* Tasks to carry out:
1) Shorten the paragraph of the MBTI results text that begins "According to the supplementary scores", keeping its main facts.
2) From the MBTI results text, reproduce word for word the part that opens with the words containing "Your AUXILIARY function" and closes with "not reliable enough.".

* Document passage:

[Start of section]

Just another MBTI test.

MBTI test:

http://4np.net/ddli/


Results:

Please bear in mind that the DDLI does not tell you what your type is. It merely indicates what might be your type with some degree of probability. Do not take your results on the DDLI as the final word on what your type is. With that said, here are your results:

Jomel+Imperio's scores on the main set of questions:

Extraversion (E):   0     56 :(I) Introversion
Sensing (S): 16 58 :(N) iNtuition
Thinking (T): 44 25 :(F) Feeling
Judging (J): 21 42 :(P) Perceiving

You scored as an INTP.

Assuming that you are an INTP,
Your DOMINANT function is Introverted Thinking.
Your AUXILIARY function is Extraverted Intuition.
Your TERTIARY function is Introverted Sensing.
Your INFERIOR function is Extraverted Feeling.

Please bear in mind that the supplementary questions are experimental and may be highly unreliable. If these scores conflict with your previous scores, it is probably because the questions are still not reliable enough.

Jomel+Imperio's scores on the supplementary questions:

Extraverted Thinking / Introverted Feeling   : 28
Extraverted Feeling / Introverted Thinking : 45

Extraverted Intuition / Introverted Sensing : 25
Extraverted Sensing / Introverted Intuition : 25

Rationality (Dominant Judging Function) : 40
A-rationality (Dominant Perceiving Function) : 13

According to the supplementary scores, Jomel+Imperio could be an EXFJ or an IXTP. These are opposite types, because the supplementary questions measure for preferences that opposite types share in common. See the FAQ for an explanation.

[End of section]

* Supplied data:
[Start of section]

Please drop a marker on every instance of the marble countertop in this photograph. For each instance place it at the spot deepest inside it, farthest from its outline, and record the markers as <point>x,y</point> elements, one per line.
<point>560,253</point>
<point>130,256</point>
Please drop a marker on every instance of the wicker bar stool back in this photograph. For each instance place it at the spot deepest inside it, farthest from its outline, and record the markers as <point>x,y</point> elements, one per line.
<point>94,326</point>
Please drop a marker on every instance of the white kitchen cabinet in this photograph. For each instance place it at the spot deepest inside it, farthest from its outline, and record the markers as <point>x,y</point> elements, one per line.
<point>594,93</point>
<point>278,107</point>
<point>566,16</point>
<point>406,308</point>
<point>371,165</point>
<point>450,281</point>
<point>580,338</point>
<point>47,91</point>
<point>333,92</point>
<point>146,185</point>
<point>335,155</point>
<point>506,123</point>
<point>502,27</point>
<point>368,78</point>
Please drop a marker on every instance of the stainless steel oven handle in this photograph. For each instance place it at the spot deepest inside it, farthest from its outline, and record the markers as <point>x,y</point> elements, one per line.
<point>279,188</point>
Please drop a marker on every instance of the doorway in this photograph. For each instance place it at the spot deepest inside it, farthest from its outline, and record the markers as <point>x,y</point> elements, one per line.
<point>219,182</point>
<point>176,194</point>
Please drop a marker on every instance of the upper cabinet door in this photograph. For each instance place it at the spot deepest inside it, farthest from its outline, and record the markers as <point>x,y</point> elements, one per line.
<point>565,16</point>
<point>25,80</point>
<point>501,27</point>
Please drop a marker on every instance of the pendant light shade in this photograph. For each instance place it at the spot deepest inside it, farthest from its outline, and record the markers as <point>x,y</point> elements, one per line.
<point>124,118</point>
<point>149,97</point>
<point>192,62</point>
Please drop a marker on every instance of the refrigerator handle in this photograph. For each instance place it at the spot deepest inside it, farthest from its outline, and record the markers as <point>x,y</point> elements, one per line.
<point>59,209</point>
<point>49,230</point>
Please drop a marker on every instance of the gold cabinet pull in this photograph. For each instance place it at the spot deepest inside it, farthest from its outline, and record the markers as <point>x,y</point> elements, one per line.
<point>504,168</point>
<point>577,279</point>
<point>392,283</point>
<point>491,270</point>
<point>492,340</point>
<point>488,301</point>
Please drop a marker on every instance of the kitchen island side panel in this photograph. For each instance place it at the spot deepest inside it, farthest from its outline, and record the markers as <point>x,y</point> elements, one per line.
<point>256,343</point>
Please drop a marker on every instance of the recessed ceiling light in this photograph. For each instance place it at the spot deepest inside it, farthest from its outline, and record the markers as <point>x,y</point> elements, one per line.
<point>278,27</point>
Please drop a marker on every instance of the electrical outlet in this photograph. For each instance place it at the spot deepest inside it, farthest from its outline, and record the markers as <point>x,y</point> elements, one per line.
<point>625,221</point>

[End of section]

* Results for the exercise:
1) The supplementary scores suggest Jomel+Imperio could be an EXFJ or an IXTP. These are opposite types because the supplementary questions measure preferences that opposite types share, which the FAQ explains.

2)
Your AUXILIARY function is Extraverted Intuition.
Your TERTIARY function is Introverted Sensing.
Your INFERIOR function is Extraverted Feeling.

Please bear in mind that the supplementary questions are experimental and may be highly unreliable. If these scores conflict with your previous scores, it is probably because the questions are still not reliable enough.